[What to produce] Each line from the one containing "Target: black leggings" through the final line of the data below must be repeated exactly.

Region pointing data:

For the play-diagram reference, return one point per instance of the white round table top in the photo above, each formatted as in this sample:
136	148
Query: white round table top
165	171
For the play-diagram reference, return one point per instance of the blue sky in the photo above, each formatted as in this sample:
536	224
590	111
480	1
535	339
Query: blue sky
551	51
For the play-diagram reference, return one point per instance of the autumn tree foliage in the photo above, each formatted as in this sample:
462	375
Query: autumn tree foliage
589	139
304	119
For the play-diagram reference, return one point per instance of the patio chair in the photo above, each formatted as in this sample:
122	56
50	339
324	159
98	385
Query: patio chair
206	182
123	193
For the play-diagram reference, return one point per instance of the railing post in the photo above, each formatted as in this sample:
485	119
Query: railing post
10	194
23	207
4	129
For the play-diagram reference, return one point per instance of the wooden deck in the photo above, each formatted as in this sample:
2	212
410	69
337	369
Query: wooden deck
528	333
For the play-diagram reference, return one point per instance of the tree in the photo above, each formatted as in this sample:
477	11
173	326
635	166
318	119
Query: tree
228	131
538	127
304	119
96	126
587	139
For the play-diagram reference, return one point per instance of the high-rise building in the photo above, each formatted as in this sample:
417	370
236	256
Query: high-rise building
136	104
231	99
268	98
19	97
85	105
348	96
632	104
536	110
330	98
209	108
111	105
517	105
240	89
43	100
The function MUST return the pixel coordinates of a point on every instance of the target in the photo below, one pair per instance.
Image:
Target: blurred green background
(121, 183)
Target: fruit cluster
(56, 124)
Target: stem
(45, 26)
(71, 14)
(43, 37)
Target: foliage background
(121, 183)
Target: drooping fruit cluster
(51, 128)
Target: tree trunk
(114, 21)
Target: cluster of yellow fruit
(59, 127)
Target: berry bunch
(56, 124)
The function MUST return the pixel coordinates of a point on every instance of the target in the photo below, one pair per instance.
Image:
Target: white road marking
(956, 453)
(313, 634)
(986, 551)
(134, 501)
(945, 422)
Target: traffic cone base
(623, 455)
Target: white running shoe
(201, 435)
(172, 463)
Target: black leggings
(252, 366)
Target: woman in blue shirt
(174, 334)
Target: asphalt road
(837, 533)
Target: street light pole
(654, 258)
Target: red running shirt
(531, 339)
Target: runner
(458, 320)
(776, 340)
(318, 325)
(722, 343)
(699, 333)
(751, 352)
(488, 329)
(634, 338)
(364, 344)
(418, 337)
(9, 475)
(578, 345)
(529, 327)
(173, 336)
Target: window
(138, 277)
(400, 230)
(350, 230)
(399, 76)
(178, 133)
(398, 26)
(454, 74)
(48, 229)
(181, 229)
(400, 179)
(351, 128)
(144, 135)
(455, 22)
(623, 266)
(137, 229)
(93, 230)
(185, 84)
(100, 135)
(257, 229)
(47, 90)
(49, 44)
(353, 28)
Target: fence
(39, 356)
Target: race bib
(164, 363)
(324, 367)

[Written solution]
Target: black leggings
(252, 366)
Target: woman in blue shirt
(174, 334)
Target: asphalt road
(837, 533)
Target: street light pole
(654, 258)
Target: red running shirt
(531, 339)
Target: runner
(458, 320)
(776, 340)
(318, 325)
(722, 343)
(699, 333)
(751, 352)
(488, 329)
(634, 338)
(364, 344)
(418, 337)
(9, 475)
(578, 345)
(529, 327)
(173, 336)
Target: window
(138, 277)
(400, 230)
(350, 230)
(399, 76)
(178, 133)
(398, 26)
(454, 74)
(48, 229)
(181, 229)
(400, 179)
(351, 128)
(144, 135)
(455, 22)
(623, 266)
(137, 229)
(93, 230)
(185, 84)
(100, 135)
(257, 229)
(47, 90)
(49, 44)
(353, 28)
Target: fence
(39, 356)
Target: race bib
(164, 363)
(324, 367)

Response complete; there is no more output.